What to do –
Please restate word for word the lines from the top of the entries through the line that contains "Target: woman's finger", and do not include any pictures.

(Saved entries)
════════════════════
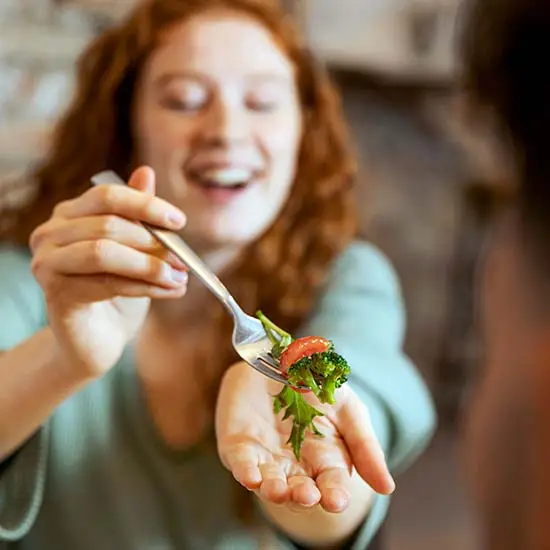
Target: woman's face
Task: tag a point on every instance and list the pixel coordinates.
(217, 116)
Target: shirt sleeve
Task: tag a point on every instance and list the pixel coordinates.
(22, 475)
(362, 312)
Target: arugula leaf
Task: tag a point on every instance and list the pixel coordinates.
(302, 414)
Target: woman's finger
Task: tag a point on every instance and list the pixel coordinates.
(143, 179)
(242, 461)
(60, 232)
(107, 257)
(355, 427)
(335, 486)
(96, 288)
(123, 201)
(303, 491)
(274, 487)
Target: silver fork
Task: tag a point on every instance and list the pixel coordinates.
(249, 337)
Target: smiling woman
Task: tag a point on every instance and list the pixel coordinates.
(139, 421)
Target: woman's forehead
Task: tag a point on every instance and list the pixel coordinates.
(220, 42)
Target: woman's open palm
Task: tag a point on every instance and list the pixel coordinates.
(252, 445)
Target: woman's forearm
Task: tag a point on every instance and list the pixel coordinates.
(32, 384)
(319, 529)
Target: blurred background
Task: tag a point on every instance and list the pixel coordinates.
(430, 180)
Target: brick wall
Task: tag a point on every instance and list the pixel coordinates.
(39, 42)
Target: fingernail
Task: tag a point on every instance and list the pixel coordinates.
(179, 276)
(176, 219)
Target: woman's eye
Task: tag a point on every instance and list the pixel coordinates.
(262, 105)
(181, 104)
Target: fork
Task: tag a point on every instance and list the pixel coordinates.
(249, 337)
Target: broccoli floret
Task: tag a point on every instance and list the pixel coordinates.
(323, 372)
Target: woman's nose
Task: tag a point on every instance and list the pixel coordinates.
(226, 122)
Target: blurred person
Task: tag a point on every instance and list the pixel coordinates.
(504, 44)
(126, 419)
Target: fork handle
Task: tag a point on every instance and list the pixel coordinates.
(175, 244)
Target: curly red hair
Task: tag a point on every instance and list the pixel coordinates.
(283, 271)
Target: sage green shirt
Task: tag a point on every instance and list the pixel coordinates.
(97, 475)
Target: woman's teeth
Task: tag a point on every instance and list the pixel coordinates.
(227, 177)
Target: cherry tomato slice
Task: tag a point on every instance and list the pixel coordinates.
(302, 347)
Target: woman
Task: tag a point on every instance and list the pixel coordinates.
(114, 376)
(508, 444)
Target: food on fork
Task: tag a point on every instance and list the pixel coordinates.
(310, 361)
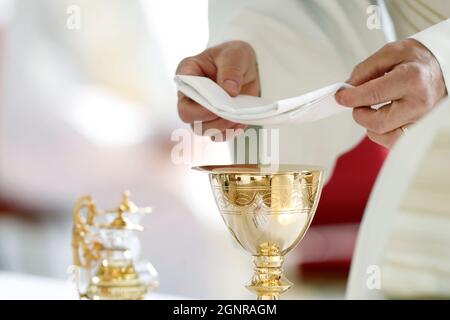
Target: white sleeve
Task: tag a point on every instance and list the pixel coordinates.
(437, 40)
(295, 55)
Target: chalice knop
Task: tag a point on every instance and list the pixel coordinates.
(268, 212)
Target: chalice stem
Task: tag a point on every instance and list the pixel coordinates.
(268, 281)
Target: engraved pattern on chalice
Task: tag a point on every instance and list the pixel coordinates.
(268, 213)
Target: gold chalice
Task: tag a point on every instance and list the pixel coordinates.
(268, 212)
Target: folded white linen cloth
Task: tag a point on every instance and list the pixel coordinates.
(308, 107)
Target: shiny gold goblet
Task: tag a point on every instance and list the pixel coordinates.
(268, 212)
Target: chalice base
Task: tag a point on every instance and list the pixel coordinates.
(268, 281)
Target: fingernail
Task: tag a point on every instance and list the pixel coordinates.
(338, 98)
(231, 86)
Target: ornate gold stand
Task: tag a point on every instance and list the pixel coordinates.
(269, 282)
(267, 212)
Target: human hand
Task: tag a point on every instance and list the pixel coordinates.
(232, 65)
(403, 73)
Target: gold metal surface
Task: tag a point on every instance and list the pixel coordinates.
(103, 253)
(268, 213)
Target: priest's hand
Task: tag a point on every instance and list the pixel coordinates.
(406, 77)
(232, 65)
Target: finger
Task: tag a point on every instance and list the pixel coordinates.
(190, 111)
(230, 133)
(199, 65)
(387, 140)
(386, 118)
(379, 63)
(232, 65)
(389, 87)
(212, 128)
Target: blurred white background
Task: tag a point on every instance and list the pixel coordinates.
(91, 111)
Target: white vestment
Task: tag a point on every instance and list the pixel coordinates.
(305, 45)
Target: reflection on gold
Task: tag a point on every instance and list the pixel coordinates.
(268, 213)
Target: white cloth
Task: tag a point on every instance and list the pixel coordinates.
(301, 46)
(252, 110)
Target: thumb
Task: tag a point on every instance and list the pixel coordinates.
(231, 68)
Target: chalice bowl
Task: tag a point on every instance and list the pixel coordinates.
(268, 212)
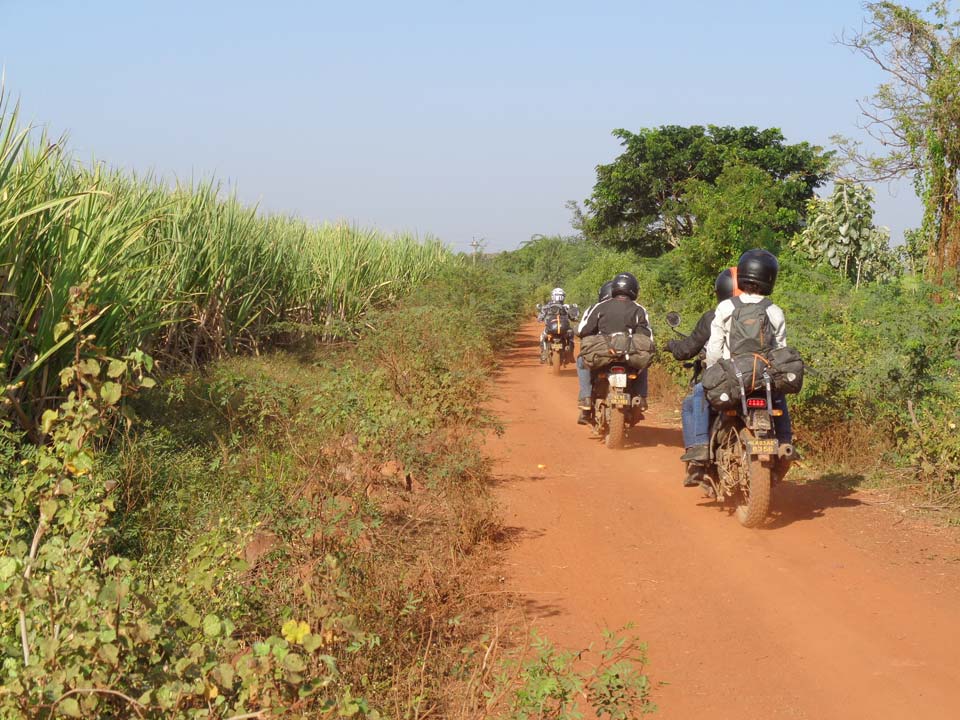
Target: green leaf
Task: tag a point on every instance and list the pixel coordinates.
(69, 707)
(89, 366)
(8, 567)
(48, 508)
(111, 393)
(110, 654)
(190, 616)
(211, 626)
(294, 663)
(60, 329)
(47, 420)
(312, 642)
(116, 368)
(224, 673)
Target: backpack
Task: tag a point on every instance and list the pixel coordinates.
(749, 328)
(557, 326)
(722, 387)
(598, 351)
(786, 370)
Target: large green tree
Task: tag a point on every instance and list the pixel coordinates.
(915, 116)
(640, 199)
(743, 208)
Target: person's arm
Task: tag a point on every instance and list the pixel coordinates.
(643, 322)
(690, 346)
(718, 333)
(779, 325)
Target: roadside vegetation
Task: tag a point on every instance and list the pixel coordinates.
(240, 465)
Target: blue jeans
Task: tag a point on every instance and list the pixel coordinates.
(695, 415)
(583, 378)
(586, 385)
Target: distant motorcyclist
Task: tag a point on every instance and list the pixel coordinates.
(583, 372)
(756, 276)
(550, 310)
(618, 314)
(695, 408)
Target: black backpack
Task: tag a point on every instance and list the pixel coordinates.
(750, 330)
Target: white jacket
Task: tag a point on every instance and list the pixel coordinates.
(717, 346)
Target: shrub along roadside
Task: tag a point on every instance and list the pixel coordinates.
(881, 396)
(283, 533)
(293, 535)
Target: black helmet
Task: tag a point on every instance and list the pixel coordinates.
(606, 291)
(724, 286)
(759, 267)
(626, 284)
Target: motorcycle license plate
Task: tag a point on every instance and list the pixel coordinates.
(615, 399)
(764, 446)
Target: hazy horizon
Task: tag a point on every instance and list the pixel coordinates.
(456, 121)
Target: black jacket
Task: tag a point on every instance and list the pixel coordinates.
(618, 314)
(691, 345)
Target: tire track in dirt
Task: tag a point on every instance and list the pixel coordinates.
(837, 609)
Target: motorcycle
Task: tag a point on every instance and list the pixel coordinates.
(559, 339)
(616, 402)
(743, 448)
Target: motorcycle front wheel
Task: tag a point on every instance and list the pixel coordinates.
(754, 504)
(616, 429)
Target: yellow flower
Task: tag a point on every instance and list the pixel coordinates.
(294, 632)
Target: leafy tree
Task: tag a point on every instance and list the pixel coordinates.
(841, 233)
(744, 208)
(640, 199)
(915, 115)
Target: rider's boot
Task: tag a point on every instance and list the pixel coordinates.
(694, 474)
(584, 406)
(780, 469)
(696, 453)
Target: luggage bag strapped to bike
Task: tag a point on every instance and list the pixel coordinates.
(558, 326)
(723, 388)
(598, 351)
(786, 370)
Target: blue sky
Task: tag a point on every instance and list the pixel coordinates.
(451, 118)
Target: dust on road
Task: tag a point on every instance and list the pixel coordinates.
(836, 609)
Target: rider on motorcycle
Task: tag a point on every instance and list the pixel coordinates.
(695, 409)
(583, 372)
(618, 314)
(556, 304)
(756, 276)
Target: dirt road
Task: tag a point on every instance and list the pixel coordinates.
(842, 607)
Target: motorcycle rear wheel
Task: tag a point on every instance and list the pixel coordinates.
(616, 430)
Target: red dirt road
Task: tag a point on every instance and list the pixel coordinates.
(842, 607)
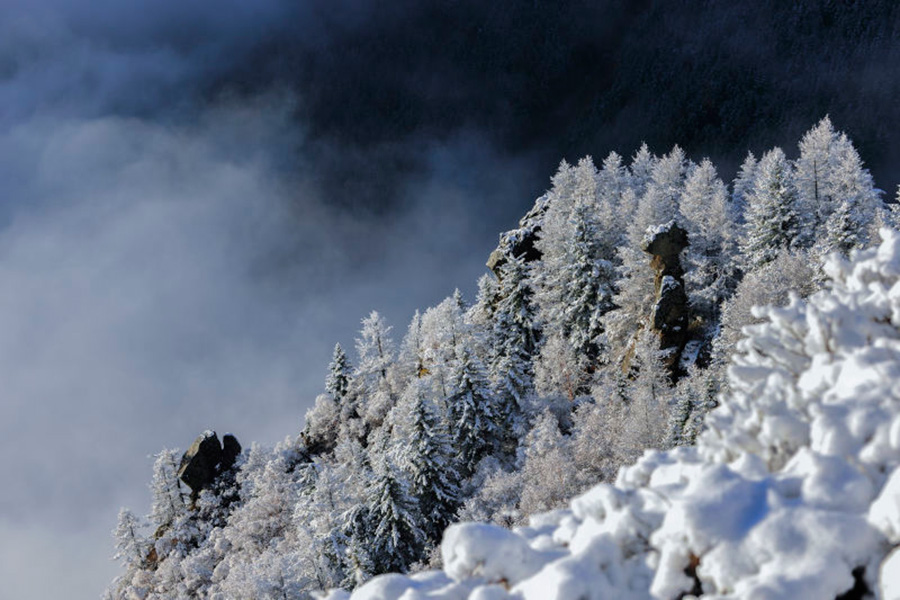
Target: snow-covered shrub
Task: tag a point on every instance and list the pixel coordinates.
(792, 491)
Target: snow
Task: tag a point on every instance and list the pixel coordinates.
(793, 486)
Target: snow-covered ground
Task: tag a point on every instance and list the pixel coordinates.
(792, 491)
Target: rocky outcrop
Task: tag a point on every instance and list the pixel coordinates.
(670, 315)
(522, 240)
(207, 460)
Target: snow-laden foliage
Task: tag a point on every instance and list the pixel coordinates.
(793, 490)
(554, 381)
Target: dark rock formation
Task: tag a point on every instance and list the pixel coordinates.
(206, 460)
(671, 312)
(522, 240)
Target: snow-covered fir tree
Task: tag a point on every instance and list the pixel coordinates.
(475, 418)
(773, 217)
(552, 384)
(429, 460)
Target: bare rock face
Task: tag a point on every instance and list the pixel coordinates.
(206, 460)
(671, 312)
(521, 241)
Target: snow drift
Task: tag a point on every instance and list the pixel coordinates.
(792, 491)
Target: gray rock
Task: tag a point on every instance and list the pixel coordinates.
(206, 460)
(522, 241)
(670, 315)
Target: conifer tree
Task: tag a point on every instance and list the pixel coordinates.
(514, 340)
(742, 187)
(337, 383)
(635, 288)
(428, 459)
(131, 547)
(641, 169)
(772, 220)
(815, 195)
(475, 423)
(711, 274)
(575, 276)
(376, 355)
(395, 539)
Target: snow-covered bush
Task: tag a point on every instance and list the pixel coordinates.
(792, 491)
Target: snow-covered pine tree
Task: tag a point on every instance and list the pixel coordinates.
(613, 182)
(548, 472)
(856, 203)
(694, 396)
(711, 271)
(815, 194)
(635, 290)
(648, 394)
(575, 275)
(429, 461)
(443, 328)
(376, 355)
(742, 187)
(337, 382)
(476, 423)
(641, 169)
(131, 546)
(772, 219)
(395, 539)
(515, 338)
(411, 358)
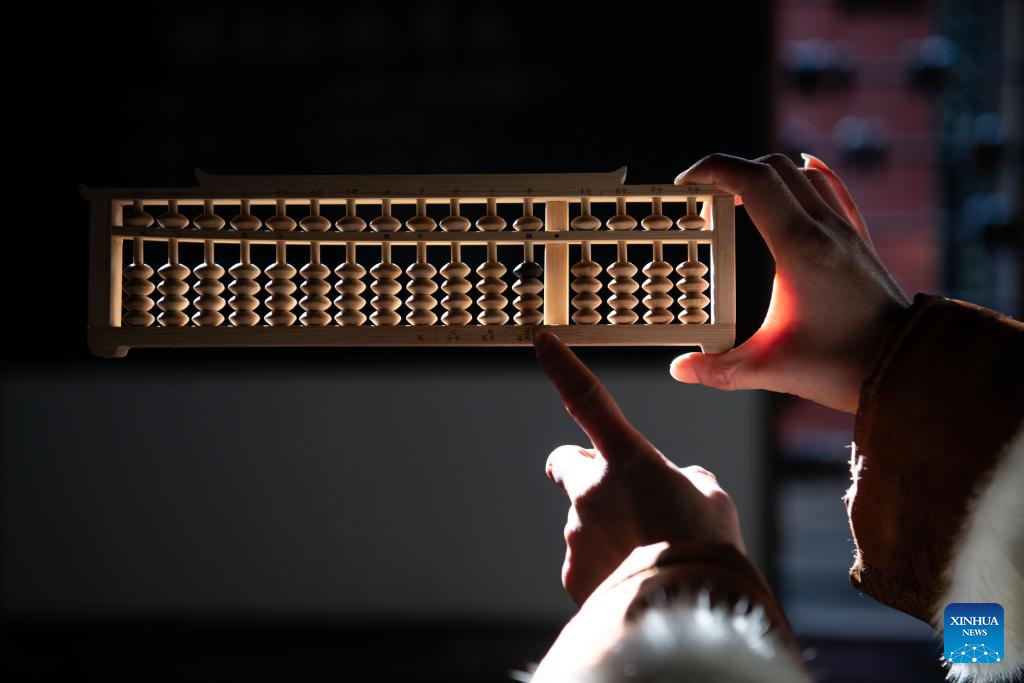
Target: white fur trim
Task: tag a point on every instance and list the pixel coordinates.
(988, 565)
(692, 641)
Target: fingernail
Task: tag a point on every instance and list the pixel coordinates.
(542, 338)
(682, 371)
(808, 159)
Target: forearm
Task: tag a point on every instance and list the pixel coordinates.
(935, 507)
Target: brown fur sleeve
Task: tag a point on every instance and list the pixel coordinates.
(945, 395)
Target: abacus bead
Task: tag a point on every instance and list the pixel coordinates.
(209, 221)
(586, 285)
(692, 269)
(420, 301)
(137, 289)
(585, 222)
(622, 300)
(315, 288)
(657, 286)
(246, 221)
(456, 287)
(455, 224)
(527, 223)
(385, 286)
(173, 289)
(281, 222)
(491, 223)
(315, 223)
(691, 221)
(491, 287)
(656, 222)
(622, 222)
(133, 217)
(385, 224)
(349, 287)
(209, 302)
(528, 286)
(245, 288)
(692, 286)
(421, 223)
(350, 224)
(281, 302)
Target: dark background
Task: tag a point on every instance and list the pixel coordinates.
(228, 513)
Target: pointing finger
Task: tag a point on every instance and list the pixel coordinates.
(587, 399)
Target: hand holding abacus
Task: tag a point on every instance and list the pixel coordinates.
(833, 298)
(624, 493)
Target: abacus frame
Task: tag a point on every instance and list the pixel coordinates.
(109, 338)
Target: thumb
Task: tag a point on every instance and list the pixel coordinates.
(720, 371)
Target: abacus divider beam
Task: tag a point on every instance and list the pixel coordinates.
(723, 261)
(556, 266)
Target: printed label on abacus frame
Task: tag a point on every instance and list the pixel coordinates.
(972, 633)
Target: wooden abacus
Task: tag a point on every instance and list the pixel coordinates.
(122, 294)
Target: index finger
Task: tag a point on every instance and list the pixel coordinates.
(771, 205)
(587, 399)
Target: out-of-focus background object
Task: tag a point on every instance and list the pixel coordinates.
(918, 107)
(326, 515)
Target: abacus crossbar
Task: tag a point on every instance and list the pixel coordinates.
(550, 229)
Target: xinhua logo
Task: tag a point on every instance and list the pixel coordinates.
(973, 633)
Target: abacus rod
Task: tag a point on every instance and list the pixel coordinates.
(195, 196)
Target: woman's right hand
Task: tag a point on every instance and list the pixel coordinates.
(833, 299)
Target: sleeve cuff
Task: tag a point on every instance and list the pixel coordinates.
(944, 398)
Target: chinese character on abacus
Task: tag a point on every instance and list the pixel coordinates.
(381, 233)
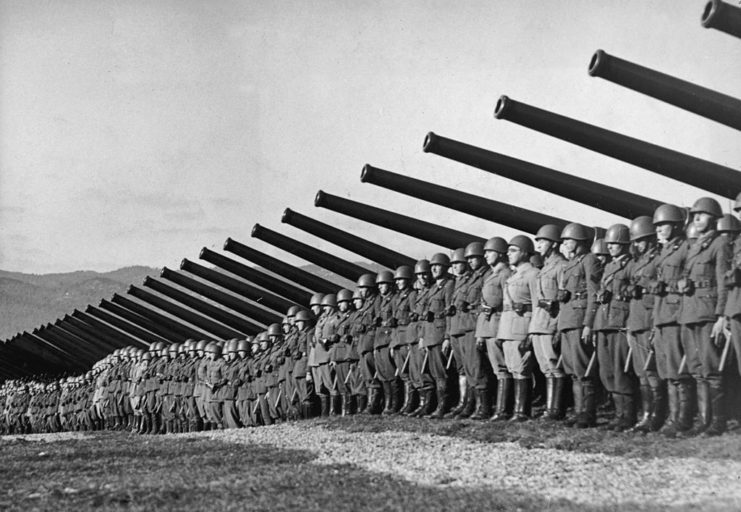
════════════════════
Task response –
Target: woman's face
Task: tag a point on every instance and list the pixel coordinates.
(217, 116)
Target: shirt sleeve
Task: tag a point on every instance and list the pixel coordinates.
(22, 475)
(362, 312)
Target: arugula leaf
Task: tag a point on every instance and list the pixel coordinates.
(302, 414)
Target: woman's finger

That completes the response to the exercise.